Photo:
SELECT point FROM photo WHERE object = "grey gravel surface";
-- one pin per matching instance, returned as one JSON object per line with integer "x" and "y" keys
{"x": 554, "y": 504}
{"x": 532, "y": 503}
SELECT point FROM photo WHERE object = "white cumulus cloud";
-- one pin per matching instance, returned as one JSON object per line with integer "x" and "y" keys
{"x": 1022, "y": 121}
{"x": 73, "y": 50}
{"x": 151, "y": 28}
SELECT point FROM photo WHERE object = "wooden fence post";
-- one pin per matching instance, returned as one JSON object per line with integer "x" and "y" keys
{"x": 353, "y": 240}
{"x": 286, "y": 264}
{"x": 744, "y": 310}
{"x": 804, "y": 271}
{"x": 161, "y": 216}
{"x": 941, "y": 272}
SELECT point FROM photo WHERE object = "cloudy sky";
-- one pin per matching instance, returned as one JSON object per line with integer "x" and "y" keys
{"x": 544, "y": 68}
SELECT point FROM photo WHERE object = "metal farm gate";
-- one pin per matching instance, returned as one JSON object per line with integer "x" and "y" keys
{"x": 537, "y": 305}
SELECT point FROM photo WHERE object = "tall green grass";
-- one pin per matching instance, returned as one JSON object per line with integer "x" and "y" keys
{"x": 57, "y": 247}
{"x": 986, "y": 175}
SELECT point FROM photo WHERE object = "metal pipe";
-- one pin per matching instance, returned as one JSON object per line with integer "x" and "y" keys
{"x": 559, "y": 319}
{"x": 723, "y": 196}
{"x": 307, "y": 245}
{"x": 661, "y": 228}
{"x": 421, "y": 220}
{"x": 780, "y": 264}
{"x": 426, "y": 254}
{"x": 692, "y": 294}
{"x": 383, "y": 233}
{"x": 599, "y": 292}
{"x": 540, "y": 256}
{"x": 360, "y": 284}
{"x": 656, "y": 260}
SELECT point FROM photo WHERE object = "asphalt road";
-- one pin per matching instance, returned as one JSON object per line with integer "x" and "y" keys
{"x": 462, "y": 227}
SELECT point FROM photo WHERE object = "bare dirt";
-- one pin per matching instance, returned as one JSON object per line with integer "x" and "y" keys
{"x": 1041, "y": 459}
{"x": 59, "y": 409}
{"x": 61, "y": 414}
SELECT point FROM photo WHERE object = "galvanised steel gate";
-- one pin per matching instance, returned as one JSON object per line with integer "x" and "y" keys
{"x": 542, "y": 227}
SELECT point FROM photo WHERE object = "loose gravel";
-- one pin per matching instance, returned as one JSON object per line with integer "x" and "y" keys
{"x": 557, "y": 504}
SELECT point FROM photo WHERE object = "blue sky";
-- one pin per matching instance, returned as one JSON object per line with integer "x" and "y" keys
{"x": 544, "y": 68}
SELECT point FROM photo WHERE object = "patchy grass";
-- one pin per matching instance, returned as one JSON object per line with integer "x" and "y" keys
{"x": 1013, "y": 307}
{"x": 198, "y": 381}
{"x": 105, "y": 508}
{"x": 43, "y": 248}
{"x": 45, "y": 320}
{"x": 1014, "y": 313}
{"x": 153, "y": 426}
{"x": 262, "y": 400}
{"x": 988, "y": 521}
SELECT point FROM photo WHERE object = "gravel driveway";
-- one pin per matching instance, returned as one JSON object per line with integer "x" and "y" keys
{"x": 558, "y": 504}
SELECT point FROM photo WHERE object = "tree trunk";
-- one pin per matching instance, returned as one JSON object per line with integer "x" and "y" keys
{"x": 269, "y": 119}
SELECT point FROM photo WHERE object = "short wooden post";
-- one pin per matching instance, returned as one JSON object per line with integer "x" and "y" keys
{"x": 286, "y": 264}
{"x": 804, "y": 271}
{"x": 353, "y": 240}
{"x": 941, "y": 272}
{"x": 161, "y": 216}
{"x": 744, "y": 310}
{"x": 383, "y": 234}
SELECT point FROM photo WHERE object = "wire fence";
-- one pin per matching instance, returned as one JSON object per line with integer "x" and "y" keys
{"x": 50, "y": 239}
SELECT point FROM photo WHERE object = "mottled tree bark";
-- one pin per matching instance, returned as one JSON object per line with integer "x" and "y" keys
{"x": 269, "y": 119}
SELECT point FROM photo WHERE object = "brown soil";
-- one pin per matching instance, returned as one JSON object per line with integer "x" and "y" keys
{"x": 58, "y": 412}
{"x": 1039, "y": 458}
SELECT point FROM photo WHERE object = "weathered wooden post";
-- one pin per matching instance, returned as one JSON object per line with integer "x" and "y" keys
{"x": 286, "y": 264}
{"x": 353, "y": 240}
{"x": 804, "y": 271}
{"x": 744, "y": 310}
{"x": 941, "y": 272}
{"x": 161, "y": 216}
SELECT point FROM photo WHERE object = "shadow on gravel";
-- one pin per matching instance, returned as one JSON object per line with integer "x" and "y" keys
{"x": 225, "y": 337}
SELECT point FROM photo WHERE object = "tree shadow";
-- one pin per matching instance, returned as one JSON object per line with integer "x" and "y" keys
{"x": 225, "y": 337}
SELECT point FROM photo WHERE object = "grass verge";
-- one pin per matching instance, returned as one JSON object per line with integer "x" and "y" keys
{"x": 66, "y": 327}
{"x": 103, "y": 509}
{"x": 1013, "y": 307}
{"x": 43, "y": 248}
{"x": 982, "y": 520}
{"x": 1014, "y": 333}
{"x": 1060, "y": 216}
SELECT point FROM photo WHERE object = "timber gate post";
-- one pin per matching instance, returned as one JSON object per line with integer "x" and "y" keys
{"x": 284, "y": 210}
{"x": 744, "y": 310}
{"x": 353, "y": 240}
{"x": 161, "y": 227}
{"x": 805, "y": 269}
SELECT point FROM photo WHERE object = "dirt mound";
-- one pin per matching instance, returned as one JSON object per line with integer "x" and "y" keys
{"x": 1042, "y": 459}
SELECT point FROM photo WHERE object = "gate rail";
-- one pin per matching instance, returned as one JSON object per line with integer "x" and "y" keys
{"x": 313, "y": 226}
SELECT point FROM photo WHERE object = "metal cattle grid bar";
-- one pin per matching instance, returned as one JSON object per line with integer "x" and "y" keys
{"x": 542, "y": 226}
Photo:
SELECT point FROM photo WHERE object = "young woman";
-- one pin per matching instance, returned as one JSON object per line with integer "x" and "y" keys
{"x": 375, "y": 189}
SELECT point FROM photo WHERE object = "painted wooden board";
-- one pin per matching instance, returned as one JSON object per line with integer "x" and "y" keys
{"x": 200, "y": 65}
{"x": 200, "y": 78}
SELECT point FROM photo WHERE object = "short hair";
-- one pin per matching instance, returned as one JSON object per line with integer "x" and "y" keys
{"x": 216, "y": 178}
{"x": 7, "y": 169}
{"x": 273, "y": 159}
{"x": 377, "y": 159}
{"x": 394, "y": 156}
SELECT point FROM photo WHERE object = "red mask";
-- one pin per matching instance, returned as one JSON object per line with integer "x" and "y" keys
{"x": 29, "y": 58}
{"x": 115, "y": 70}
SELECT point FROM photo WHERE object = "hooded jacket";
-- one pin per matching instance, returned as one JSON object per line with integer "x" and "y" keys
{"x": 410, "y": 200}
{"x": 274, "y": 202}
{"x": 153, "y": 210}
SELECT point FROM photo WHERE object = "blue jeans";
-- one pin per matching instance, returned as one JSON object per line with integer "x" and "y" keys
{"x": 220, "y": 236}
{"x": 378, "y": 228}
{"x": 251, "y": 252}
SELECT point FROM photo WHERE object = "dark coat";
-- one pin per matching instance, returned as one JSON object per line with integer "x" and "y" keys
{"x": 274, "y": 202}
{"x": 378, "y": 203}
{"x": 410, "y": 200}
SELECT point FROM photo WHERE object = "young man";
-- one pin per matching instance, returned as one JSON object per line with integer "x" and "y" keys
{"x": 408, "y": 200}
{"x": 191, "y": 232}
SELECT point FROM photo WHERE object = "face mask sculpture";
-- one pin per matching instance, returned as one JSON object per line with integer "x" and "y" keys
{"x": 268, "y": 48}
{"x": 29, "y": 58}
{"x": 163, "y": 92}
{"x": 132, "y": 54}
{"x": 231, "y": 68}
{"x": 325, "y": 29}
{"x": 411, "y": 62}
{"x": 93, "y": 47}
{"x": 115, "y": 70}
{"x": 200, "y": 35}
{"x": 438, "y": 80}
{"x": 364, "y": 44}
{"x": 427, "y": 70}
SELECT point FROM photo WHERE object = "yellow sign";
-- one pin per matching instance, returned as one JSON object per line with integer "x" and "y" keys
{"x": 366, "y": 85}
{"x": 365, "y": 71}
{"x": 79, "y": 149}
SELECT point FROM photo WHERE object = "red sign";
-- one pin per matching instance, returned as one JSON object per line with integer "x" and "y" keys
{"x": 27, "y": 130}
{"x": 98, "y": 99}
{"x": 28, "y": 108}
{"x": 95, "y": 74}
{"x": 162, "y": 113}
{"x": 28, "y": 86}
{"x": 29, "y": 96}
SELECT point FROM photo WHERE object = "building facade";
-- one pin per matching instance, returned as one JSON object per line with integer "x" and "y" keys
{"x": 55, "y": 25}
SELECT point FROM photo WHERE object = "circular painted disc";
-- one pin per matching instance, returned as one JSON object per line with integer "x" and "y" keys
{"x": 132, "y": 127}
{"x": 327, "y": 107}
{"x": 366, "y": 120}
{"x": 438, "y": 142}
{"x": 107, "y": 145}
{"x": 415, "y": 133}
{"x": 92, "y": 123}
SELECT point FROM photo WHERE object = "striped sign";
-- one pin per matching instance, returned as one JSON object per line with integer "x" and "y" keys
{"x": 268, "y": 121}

■ THE TASK:
Find the word "young" in the entries above and gather every line that holds it.

■ FINISHED TASK:
SELECT point FROM photo WHERE object = "young woman";
SELECT point FROM photo WHERE object = "young man";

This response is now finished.